The jury in an ongoing murder trial has heard that the partner of the accused man told gardaí he came home late and upset one night in December 2006, and told her “something bad had happened”.
In a statement to gardaí in December 2007, Jennifer McBride said that Angelo O'Riordan was upset and had “drink taken” when he arrived home in the early hours of December 13, 2006.
Ms McBride, who took the witness stand at the Central Criminal Court yesterday, told the jury in her live evidence that O'Riordan was upset over a number of things that night, and that she recalled him saying “bad things were always happening”.
She said that O'Riordan had left their apartment in Dundalk on the evening of December 12, 2006, in the company of his brother and a friend.
She began calling his mobile phone at around 11pm when he had failed to come home, but did not get through despite making a number of calls.

Dataset extract:

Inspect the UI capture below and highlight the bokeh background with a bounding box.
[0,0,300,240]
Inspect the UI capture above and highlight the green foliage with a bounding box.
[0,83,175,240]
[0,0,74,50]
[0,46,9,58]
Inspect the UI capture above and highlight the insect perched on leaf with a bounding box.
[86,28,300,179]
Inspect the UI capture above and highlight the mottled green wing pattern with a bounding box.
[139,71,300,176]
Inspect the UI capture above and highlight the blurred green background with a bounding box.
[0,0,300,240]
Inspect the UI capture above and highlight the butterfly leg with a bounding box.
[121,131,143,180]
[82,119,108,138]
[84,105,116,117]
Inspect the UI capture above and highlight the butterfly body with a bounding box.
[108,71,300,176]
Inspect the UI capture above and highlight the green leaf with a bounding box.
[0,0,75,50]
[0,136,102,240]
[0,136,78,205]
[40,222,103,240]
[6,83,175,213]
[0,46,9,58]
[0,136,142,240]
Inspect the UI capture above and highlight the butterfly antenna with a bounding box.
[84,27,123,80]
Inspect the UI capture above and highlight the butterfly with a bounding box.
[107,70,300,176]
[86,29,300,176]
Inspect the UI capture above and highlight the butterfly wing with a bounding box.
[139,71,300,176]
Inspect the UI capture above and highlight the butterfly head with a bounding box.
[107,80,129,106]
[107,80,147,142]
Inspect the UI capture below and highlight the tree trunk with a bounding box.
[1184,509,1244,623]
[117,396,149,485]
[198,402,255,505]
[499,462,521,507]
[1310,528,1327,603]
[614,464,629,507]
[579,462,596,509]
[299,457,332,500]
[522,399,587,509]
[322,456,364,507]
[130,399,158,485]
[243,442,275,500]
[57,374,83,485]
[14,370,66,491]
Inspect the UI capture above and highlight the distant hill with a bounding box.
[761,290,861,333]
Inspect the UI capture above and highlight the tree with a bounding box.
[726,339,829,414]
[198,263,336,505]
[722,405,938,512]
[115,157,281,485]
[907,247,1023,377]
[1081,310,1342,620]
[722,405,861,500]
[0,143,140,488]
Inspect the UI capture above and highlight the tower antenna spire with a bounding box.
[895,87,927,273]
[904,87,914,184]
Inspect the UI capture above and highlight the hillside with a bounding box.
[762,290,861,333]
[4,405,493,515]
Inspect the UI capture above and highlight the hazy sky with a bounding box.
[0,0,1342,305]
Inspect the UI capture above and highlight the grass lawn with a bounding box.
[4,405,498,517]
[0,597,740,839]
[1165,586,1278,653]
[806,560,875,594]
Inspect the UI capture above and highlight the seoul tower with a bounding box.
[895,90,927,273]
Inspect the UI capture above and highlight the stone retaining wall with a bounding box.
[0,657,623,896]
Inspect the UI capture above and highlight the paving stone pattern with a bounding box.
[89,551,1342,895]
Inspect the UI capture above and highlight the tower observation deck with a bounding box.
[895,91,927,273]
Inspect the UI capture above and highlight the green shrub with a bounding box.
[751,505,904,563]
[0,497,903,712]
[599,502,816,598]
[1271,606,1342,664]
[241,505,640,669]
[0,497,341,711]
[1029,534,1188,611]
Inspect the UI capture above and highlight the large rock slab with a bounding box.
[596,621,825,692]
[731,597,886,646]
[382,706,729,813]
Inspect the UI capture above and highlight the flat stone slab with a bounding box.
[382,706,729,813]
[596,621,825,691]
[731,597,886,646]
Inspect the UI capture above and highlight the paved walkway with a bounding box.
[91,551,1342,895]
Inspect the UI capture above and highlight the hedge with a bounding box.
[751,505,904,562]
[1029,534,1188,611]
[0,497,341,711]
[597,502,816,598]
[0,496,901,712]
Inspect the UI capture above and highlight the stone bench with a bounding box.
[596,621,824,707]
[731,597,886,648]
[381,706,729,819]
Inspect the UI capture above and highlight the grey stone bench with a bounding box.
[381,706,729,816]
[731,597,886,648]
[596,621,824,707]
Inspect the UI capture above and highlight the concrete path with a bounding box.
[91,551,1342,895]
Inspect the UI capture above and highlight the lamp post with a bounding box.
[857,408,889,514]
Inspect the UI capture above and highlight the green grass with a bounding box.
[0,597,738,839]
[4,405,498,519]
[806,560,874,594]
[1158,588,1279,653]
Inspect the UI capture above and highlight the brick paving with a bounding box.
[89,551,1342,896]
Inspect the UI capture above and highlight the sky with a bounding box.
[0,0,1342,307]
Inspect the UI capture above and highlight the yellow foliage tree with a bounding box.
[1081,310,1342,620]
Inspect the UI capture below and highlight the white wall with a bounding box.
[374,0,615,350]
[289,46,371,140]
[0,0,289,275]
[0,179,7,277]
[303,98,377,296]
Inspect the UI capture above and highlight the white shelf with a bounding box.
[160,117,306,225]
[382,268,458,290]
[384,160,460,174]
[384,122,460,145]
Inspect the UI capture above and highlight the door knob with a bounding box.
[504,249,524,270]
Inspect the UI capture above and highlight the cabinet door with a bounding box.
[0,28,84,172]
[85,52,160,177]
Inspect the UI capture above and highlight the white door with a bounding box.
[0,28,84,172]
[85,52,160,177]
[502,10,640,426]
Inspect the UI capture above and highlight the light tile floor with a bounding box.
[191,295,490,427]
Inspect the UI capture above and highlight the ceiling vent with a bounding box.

To do: Reproduce the court report word for word, starting at "The jury in an" and stopping after "and a friend.". Base every response on the court report alone.

Worked solution:
The jury in an ongoing murder trial has heard that the partner of the accused man told gardaí he came home late and upset one night in December 2006, and told her “something bad had happened”.
In a statement to gardaí in December 2007, Jennifer McBride said that Angelo O'Riordan was upset and had “drink taken” when he arrived home in the early hours of December 13, 2006.
Ms McBride, who took the witness stand at the Central Criminal Court yesterday, told the jury in her live evidence that O'Riordan was upset over a number of things that night, and that she recalled him saying “bad things were always happening”.
She said that O'Riordan had left their apartment in Dundalk on the evening of December 12, 2006, in the company of his brother and a friend.